:: Short problem ::
Count how many lines in the records below contain the word "face". Give only the number.

>> Start Supplied material

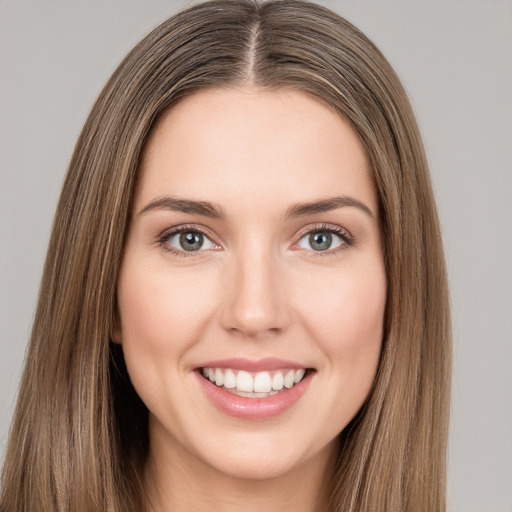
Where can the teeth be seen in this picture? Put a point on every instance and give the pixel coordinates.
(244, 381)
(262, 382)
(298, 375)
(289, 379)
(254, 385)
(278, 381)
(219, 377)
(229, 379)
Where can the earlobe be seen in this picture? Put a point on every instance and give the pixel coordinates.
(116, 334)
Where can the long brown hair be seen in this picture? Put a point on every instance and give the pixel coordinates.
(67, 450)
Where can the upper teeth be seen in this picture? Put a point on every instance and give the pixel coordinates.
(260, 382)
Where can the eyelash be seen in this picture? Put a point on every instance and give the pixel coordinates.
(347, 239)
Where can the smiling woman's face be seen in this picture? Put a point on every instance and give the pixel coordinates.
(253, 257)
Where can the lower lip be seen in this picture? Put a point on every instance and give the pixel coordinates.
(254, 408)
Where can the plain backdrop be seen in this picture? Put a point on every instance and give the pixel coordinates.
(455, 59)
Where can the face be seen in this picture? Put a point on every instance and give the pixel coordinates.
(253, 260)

>> End Supplied material
>> Start Supplied material

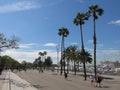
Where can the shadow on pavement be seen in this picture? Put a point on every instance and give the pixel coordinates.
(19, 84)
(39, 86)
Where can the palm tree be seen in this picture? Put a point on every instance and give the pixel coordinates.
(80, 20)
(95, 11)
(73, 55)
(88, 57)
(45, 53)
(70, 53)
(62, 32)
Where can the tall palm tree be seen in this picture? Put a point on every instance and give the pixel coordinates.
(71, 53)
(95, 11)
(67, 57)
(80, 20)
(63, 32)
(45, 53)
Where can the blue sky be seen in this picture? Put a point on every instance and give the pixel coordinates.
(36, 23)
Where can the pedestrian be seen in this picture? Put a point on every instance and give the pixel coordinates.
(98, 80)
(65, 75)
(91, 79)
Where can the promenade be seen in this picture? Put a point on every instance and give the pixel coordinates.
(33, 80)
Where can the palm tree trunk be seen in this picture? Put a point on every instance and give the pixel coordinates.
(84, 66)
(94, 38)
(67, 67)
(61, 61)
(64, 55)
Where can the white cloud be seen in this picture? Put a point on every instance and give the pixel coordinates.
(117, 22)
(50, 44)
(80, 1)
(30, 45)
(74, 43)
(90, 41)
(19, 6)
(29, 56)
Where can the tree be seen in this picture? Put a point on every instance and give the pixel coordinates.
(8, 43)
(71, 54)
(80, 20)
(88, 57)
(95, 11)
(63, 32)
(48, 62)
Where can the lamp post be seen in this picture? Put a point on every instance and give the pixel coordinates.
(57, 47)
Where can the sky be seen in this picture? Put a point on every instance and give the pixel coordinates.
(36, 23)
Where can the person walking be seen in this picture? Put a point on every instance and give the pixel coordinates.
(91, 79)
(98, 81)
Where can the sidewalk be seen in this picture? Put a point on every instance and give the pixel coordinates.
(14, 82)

>> End Supplied material

:: Output of the exercise ::
2